[Coordinate annotation records]
* * * * * * * * *
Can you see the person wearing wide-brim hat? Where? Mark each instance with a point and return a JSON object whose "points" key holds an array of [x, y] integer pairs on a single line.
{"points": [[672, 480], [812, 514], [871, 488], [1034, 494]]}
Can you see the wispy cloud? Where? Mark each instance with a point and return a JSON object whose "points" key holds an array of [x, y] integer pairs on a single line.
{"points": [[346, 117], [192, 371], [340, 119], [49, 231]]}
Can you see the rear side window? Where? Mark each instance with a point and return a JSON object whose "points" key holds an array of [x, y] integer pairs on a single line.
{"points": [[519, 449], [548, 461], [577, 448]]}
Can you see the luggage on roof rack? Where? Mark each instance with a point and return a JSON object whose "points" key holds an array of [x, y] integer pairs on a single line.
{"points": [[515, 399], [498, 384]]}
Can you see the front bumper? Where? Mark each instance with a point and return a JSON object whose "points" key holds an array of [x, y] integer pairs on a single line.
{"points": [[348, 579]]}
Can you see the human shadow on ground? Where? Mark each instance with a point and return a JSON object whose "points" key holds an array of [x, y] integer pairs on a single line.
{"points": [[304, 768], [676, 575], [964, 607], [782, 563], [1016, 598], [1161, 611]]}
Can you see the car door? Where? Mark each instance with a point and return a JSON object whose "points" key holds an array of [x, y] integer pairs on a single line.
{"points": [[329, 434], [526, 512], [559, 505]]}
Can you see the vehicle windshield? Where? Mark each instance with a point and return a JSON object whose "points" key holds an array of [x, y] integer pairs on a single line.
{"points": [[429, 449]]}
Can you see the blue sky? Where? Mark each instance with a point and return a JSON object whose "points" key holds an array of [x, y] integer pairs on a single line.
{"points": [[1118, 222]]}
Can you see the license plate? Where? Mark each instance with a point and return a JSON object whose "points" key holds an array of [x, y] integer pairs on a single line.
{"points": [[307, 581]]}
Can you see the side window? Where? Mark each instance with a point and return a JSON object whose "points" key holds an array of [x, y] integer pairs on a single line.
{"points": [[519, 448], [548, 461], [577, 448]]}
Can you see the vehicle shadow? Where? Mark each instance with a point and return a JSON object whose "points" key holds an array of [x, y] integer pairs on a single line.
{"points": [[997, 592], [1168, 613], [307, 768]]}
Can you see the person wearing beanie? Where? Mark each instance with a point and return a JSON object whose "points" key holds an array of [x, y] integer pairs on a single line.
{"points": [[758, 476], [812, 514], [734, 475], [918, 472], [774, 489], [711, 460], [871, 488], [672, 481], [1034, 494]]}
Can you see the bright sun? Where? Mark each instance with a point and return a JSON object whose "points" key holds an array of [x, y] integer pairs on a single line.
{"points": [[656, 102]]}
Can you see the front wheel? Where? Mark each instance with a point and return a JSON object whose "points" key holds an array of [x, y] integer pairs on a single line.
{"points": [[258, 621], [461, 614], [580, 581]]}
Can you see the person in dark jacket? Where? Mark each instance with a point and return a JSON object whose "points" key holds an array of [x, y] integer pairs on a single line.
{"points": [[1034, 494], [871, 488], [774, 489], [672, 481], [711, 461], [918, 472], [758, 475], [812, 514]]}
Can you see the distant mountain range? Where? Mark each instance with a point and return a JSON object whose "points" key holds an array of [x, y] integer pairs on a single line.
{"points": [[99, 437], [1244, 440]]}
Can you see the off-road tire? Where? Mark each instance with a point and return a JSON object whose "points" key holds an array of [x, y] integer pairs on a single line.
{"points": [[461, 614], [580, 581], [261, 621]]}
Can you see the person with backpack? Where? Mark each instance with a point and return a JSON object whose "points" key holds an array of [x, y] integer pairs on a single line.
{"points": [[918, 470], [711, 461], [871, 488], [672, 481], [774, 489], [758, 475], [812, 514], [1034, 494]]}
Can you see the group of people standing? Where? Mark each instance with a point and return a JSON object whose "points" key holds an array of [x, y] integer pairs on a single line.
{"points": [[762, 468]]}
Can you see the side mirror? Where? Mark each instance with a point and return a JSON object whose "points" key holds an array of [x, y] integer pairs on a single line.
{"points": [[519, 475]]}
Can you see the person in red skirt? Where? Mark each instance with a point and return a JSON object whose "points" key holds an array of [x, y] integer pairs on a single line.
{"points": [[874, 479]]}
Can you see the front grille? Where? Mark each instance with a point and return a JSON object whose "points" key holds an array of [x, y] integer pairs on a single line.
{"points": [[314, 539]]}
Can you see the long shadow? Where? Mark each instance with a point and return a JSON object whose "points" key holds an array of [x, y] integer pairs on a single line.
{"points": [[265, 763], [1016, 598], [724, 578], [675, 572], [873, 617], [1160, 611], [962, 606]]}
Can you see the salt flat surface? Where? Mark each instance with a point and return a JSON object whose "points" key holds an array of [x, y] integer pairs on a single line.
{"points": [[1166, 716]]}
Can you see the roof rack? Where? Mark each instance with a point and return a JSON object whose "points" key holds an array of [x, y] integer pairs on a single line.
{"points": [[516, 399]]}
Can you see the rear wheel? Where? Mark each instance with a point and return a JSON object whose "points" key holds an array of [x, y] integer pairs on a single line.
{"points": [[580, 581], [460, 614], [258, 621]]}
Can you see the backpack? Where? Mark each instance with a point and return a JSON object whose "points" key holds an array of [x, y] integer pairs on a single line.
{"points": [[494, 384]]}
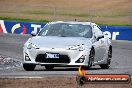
* * * * * * * * *
■ OBJECTIVE
Collect every line in the rows above that contains the string "window". Case counts.

■ TASK ANSWER
Can you see the rear side window? Where? Mark each instance with a point and return a JSON object whose "points" key holds an array of [x, y] integer pairs on a single line.
Can you see the side window? Where? Mark each instance with a point and return a JSON object whose "points" key holds an array of [x, y] integer pairs on a single line.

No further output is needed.